Start of Study text

Perform Bayesian Decision Curve Analysis for clinical prediction models and diagnostic tests.

When validating a clinical prediction model, you may end up with AUC 0.79 and a slight miscalibration. How do you know if that is good enough for your model to be clinically useful? The same question can be asked if you have, for instance, a binary diagnostic test with sensitivity of 75% and specificity of 68%. Decision Curve Analysis helps us find an answer - see Vickers, van Calster & Steyerberg, 2019 for an introduction to DCA. Here, we use Bayesian methods to accurately quantify uncertainty in our decisions curves - powered by Stan.

Installation

You can install the development version of bayesDCA from GitHub with:

# install.packages("devtools")
devtools::install_github("giulianonetto/bayesdca")

Running Bayesian DCA

You can use bayesDCA to evaluate predictive models as well as binary tests.

All you need is a data.frame with a column named outcomes (0 or 1) and one column for each model or test being evaluated. In the example below, the PredModelData includes the probability predictions from a model ("predictions" column) and the results from a binary test ("binary_test" column). The names of these columns don’t matter (except for the outcomes column, which should always be present).

library(bayesDCA)
data(PredModelData)
head(PredModelData)
#>   outcomes predictions binary_test
#> 1        0  0.01280653           0
#> 2        0  0.13981948           0
#> 3        0  0.03566458           0
#> 4        0  0.02351731           0
#> 5        0  0.00863298           0
#> 6        0  0.00959754           0

Run the DCA itself:

fit <- dca(PredModelData)
plot(fit)

Interpreting Bayesian DCA

Each decision curve represents the predictive performance of a decision strategy – yes, treating all (or none) is a valid decision strategy. Given the estimated decision curves, we may want to ask several questions, such as:

What is the best decision strategy?
Are the strategies based on predictive models or tests useful at all?
Is the predictive model guaranteed to be better than the binary test?
What is the consequence of the uncertainty imposed by the available data?

The bayesDCA R package provides an easy workflow for answering these questions. In particular, the “DCA part” of Bayesian DCA allows answering the first three questions; adding the “Bayesian part” allows quantifying uncertainty around those answers.

End of Study text

[Using the information]
A - In the text on Bayesian decision curve analysis, which column must always be present in the data.frame, whatever the other columns are named?
B - Carry on the text on Bayesian decision curve analysis, starting after its final sentence.

Start of Excerpted data

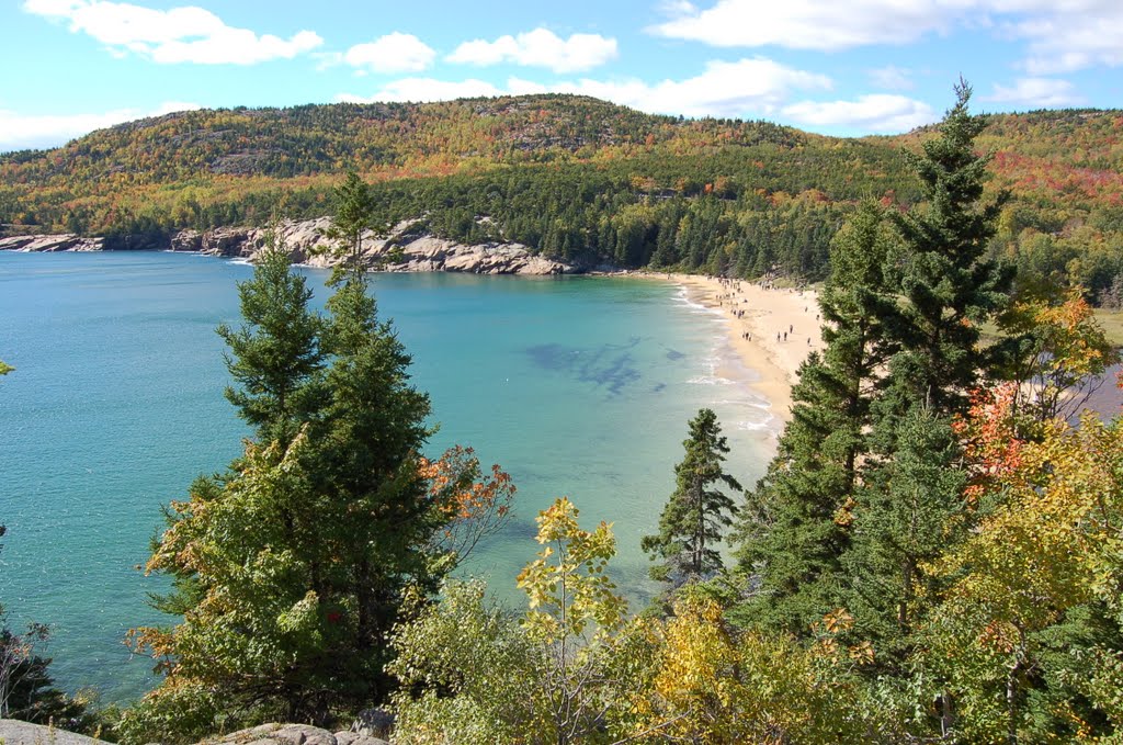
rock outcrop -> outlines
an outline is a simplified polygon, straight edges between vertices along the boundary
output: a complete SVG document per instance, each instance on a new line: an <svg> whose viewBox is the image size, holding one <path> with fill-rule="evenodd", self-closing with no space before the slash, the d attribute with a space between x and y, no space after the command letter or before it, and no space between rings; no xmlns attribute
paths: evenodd
<svg viewBox="0 0 1123 745"><path fill-rule="evenodd" d="M339 258L331 252L334 242L326 237L331 219L285 220L275 228L275 240L296 263L328 267ZM211 256L253 261L268 243L265 228L214 228L180 230L164 245L138 246L202 253ZM125 238L107 245L103 238L83 238L73 234L17 236L0 238L0 251L111 251L133 248ZM466 245L438 238L418 229L417 220L395 226L389 237L367 234L362 245L363 262L372 270L387 272L465 272L469 274L572 274L578 267L535 255L518 243Z"/></svg>
<svg viewBox="0 0 1123 745"><path fill-rule="evenodd" d="M55 251L101 251L104 238L83 238L73 233L61 235L19 235L0 238L0 251L52 253Z"/></svg>
<svg viewBox="0 0 1123 745"><path fill-rule="evenodd" d="M74 745L80 745L75 743ZM200 745L390 745L386 741L354 732L330 733L311 725L268 724L240 729Z"/></svg>
<svg viewBox="0 0 1123 745"><path fill-rule="evenodd" d="M517 243L466 245L414 230L416 221L401 222L390 236L363 237L363 262L387 272L466 272L469 274L570 274L576 267L536 256ZM330 218L285 220L274 229L274 239L294 262L327 267L339 258L334 242L326 237ZM183 230L172 238L173 251L198 251L212 256L253 261L268 242L264 228L216 228L199 234Z"/></svg>
<svg viewBox="0 0 1123 745"><path fill-rule="evenodd" d="M75 735L65 729L0 719L3 745L110 745L103 739ZM354 732L331 733L311 725L268 724L206 739L199 745L390 745L386 741Z"/></svg>
<svg viewBox="0 0 1123 745"><path fill-rule="evenodd" d="M0 719L0 743L3 745L109 745L103 739L94 739L85 735L75 735L65 729L33 725L29 721L17 719ZM348 745L355 744L349 743Z"/></svg>

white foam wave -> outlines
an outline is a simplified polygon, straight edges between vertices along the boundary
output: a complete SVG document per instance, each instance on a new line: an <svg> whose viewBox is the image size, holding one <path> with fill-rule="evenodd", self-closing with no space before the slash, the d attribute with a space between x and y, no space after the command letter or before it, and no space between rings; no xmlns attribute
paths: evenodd
<svg viewBox="0 0 1123 745"><path fill-rule="evenodd" d="M728 378L721 378L719 375L695 375L694 378L688 378L687 383L692 385L736 385L736 380L730 380Z"/></svg>

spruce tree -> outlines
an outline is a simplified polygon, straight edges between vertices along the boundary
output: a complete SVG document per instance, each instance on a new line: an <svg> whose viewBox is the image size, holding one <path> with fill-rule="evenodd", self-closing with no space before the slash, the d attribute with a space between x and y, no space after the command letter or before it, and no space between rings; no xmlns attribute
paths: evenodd
<svg viewBox="0 0 1123 745"><path fill-rule="evenodd" d="M238 297L243 325L217 329L230 348L226 364L237 383L226 398L259 442L291 442L322 402L325 356L320 319L309 309L312 291L271 237L253 279L238 284Z"/></svg>
<svg viewBox="0 0 1123 745"><path fill-rule="evenodd" d="M659 516L659 533L645 536L640 543L645 552L661 560L651 569L651 576L675 587L705 579L722 567L716 546L723 529L732 524L734 506L718 487L741 489L722 465L729 445L711 409L700 410L691 420L683 446L686 456L675 466L676 487Z"/></svg>
<svg viewBox="0 0 1123 745"><path fill-rule="evenodd" d="M940 135L924 143L923 154L906 154L926 207L892 213L901 237L893 265L904 322L879 418L902 416L916 403L938 416L964 411L987 367L982 324L1010 294L1012 272L987 258L1007 194L983 200L990 155L977 154L974 145L987 120L968 110L971 89L962 80L956 96Z"/></svg>
<svg viewBox="0 0 1123 745"><path fill-rule="evenodd" d="M855 535L842 560L849 582L840 605L856 633L874 644L884 667L901 663L938 585L926 565L962 537L958 469L962 451L947 417L926 407L900 420L893 458L867 473L853 512Z"/></svg>
<svg viewBox="0 0 1123 745"><path fill-rule="evenodd" d="M430 498L429 398L365 274L343 275L323 318L279 252L241 290L228 397L256 442L168 508L148 569L173 578L157 607L183 620L135 635L174 672L137 717L325 723L386 697L390 629L409 588L439 582L433 542L457 512Z"/></svg>
<svg viewBox="0 0 1123 745"><path fill-rule="evenodd" d="M738 527L740 570L756 597L736 617L805 634L837 607L878 369L895 348L886 228L880 208L865 203L832 243L832 272L819 297L825 349L800 369L792 420Z"/></svg>
<svg viewBox="0 0 1123 745"><path fill-rule="evenodd" d="M866 489L843 557L842 605L888 664L909 648L914 618L933 602L924 592L924 563L969 527L949 426L992 367L980 326L1008 300L1010 273L986 256L1004 199L983 199L989 157L975 153L974 140L986 120L969 113L966 83L956 93L939 136L924 143L923 155L911 156L926 208L894 216L900 351L873 407Z"/></svg>

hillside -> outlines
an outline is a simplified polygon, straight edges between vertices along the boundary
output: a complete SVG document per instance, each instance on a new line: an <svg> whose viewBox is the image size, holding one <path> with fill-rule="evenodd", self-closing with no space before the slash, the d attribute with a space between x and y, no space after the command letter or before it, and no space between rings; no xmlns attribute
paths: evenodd
<svg viewBox="0 0 1123 745"><path fill-rule="evenodd" d="M994 116L978 143L995 152L989 189L1014 194L995 251L1094 292L1123 274L1121 131L1120 111ZM356 170L386 219L426 215L442 237L816 279L858 200L919 199L902 148L926 136L830 138L570 96L200 110L0 155L0 224L158 244L177 228L318 217Z"/></svg>

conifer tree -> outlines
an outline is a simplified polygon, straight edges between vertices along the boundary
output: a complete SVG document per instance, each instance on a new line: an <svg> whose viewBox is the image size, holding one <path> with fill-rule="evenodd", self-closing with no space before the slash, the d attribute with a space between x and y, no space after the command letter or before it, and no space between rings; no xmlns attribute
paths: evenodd
<svg viewBox="0 0 1123 745"><path fill-rule="evenodd" d="M663 563L651 576L673 582L704 579L722 566L718 544L732 524L733 500L719 484L739 491L737 479L724 472L729 445L721 435L718 415L702 409L690 423L683 442L686 456L675 466L675 492L659 516L659 534L645 536L641 546Z"/></svg>
<svg viewBox="0 0 1123 745"><path fill-rule="evenodd" d="M962 455L947 418L920 407L900 420L891 461L867 474L843 557L843 605L883 665L900 663L937 597L926 565L962 537Z"/></svg>
<svg viewBox="0 0 1123 745"><path fill-rule="evenodd" d="M974 145L987 120L968 110L971 89L962 80L956 97L940 135L924 143L923 154L906 154L926 208L891 215L901 236L892 265L904 322L888 396L879 405L883 419L916 403L938 416L962 412L988 362L978 345L980 326L1008 299L1012 272L986 255L1007 194L984 202L990 155L977 154Z"/></svg>
<svg viewBox="0 0 1123 745"><path fill-rule="evenodd" d="M289 255L271 237L253 279L238 284L243 325L222 324L227 369L238 384L226 398L255 428L258 440L291 442L301 421L320 406L320 319L309 309L312 291L291 270Z"/></svg>
<svg viewBox="0 0 1123 745"><path fill-rule="evenodd" d="M375 200L371 185L354 171L347 172L335 197L336 213L327 235L336 240L335 252L343 260L332 275L332 283L338 283L343 276L340 272L357 275L364 271L363 235L374 228Z"/></svg>
<svg viewBox="0 0 1123 745"><path fill-rule="evenodd" d="M960 451L949 426L993 366L979 347L979 327L1007 301L1011 281L986 257L1004 199L983 200L989 157L975 153L974 140L986 120L968 111L970 87L960 81L956 93L939 136L924 143L923 155L911 156L926 209L894 216L900 351L873 407L867 488L843 558L844 602L891 664L932 602L922 591L924 562L953 547L969 527L971 515L956 488L962 485Z"/></svg>
<svg viewBox="0 0 1123 745"><path fill-rule="evenodd" d="M819 297L827 347L800 369L792 420L738 528L740 569L760 587L736 615L768 627L805 634L837 605L877 370L894 351L886 227L882 210L866 203L836 236Z"/></svg>
<svg viewBox="0 0 1123 745"><path fill-rule="evenodd" d="M430 492L429 399L365 274L347 273L320 318L287 257L266 252L241 296L246 326L220 333L241 384L228 398L256 442L168 508L148 569L173 578L157 607L183 621L134 636L168 673L135 723L180 709L200 732L223 712L323 723L377 702L407 589L435 589L451 565L433 539L464 510Z"/></svg>

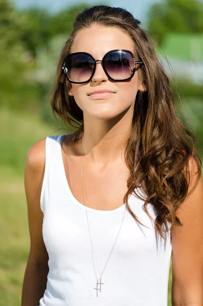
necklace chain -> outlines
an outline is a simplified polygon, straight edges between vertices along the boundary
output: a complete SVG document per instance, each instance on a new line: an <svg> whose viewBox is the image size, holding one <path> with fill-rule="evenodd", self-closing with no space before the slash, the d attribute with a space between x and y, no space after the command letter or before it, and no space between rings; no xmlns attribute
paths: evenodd
<svg viewBox="0 0 203 306"><path fill-rule="evenodd" d="M91 237L91 234L90 234L90 227L89 227L89 224L88 217L88 216L87 216L87 207L86 207L86 199L85 199L85 191L84 191L84 188L83 172L83 167L82 167L82 139L81 139L81 157L80 157L80 159L81 159L81 169L82 181L82 184L83 184L83 195L84 195L84 198L85 206L85 209L86 209L86 216L87 216L87 223L88 223L88 224L89 233L89 235L90 235L90 240L91 240L91 246L92 246L92 256L93 257L93 249L94 248L94 246L93 245L92 237ZM123 218L122 218L121 225L120 225L120 227L119 230L118 231L118 235L117 235L117 237L116 237L116 240L115 241L114 244L114 245L113 246L112 249L112 250L111 250L111 251L110 252L110 255L109 255L109 257L108 257L108 258L107 259L107 262L106 262L106 264L105 265L105 267L104 267L104 269L103 270L103 271L102 271L102 273L100 272L98 266L98 263L97 263L97 262L96 259L95 258L96 262L96 263L97 263L97 267L98 267L99 272L100 273L100 276L98 278L97 281L98 280L98 279L99 278L101 280L102 276L102 275L103 275L103 273L104 273L104 271L105 271L105 270L106 269L106 266L107 265L107 264L108 264L108 263L109 262L109 259L110 258L111 255L111 254L112 253L113 250L113 249L114 248L114 246L115 246L115 243L116 242L116 240L117 240L117 239L118 238L118 234L119 234L119 233L120 232L120 229L121 229L121 226L122 226L122 223L123 222L123 219L124 219L124 216L125 216L125 211L126 211L126 207L125 207L125 210L124 210L124 215L123 215ZM94 271L95 272L95 274L96 274L96 271L95 270L95 268L94 268Z"/></svg>

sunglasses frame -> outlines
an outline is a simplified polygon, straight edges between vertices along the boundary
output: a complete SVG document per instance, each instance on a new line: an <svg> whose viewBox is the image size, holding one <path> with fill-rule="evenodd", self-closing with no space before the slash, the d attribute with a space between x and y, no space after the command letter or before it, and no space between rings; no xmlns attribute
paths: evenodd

End of Excerpted data

[Responses by task]
A - The outcomes column, coded 0 or 1.

B -
The best decision strategy is the one that maximizes the observed net benefit. However, if the uncertainty is large, more data may be necessary to increase confidence in our conclusions. The fourth question directly quantifies what we might lose, in terms of net benefit, by drawing conclusions under the current level of uncertainty.

What is the best decision strategy?

Say you want to infer what is the best decision strategy among the prediction model, the binary test, and the default strategies (treat all/none). You can then compare the decision curves:

compare_dca(fit, type = "best")

For most decision thresholds, the model predictions maximize the observed net benefit (i.e., have the highest posterior means) and hence is the best decision strategy given the available data. However, notice that uncertainty is quite large at least for thresholds below 30%, where conclusions might be noisy and more data could be beneficial.

Are the prediction model or the binary test useful at all?

Well, maybe not everyone has access to both the prediction model and the binary test. But is each of them useful at all? Here, “useful” means better than the default strategies (treat all/none), following the definition in Wynants et al. (2018).

compare_dca(fit, type = "useful")

Is the model better than the test?

We can also do pairwise comparisons by specifying the pair of strategies we want to compare with the models_or_tests argument (set it to a single value to compare it against default strategies).

compare_dca(fit, 
            strategies = c("predictions", "binary_test"), 
            type = "pairwise")

What is the consequence of uncertainty?

To answer that, we need an estimate of the Expected Value of Perfect Information (EVPI) for model validation as defined in Sadatsafavi et al. (2022). You may think of this as the price or consequence of uncertainty. Since we only have a sample dataset, we don’t know for sure what is the best decision strategy for each threshold. The EVPI quantifies the expected loss in net benefit associated with that uncertainty. If it is high for a given threshold, then we would greatly benefit from more data to validate our decision strategies.

compare_dca(fit, .evpi = TRUE)

Notice that the EVPI follows closely the uncertainty around the best strategy: the larger the uncertainty, the more we are expected to benefit from accessing “perfect information”.

Using external information to estimate prevalence

Say you are validating tests using a nested case-control study, so the prevalence parameter must come from the larger sample from which cases and controls were selected. Another example is when you want to use an external estimate of prevalence (say from a large prospective cross-sectional study). You can do so by passing the external_prevalence_data argument to dca.

fit <- dca(PredModelData,
           external_prevalence_data = c(100, 500))
plot(fit)

Notice also that the external_prevalence_data information is used only to estimate the prevalence, which is then used in the net benefit calculation. Sensitivity and specificity use the original information in PredModelData.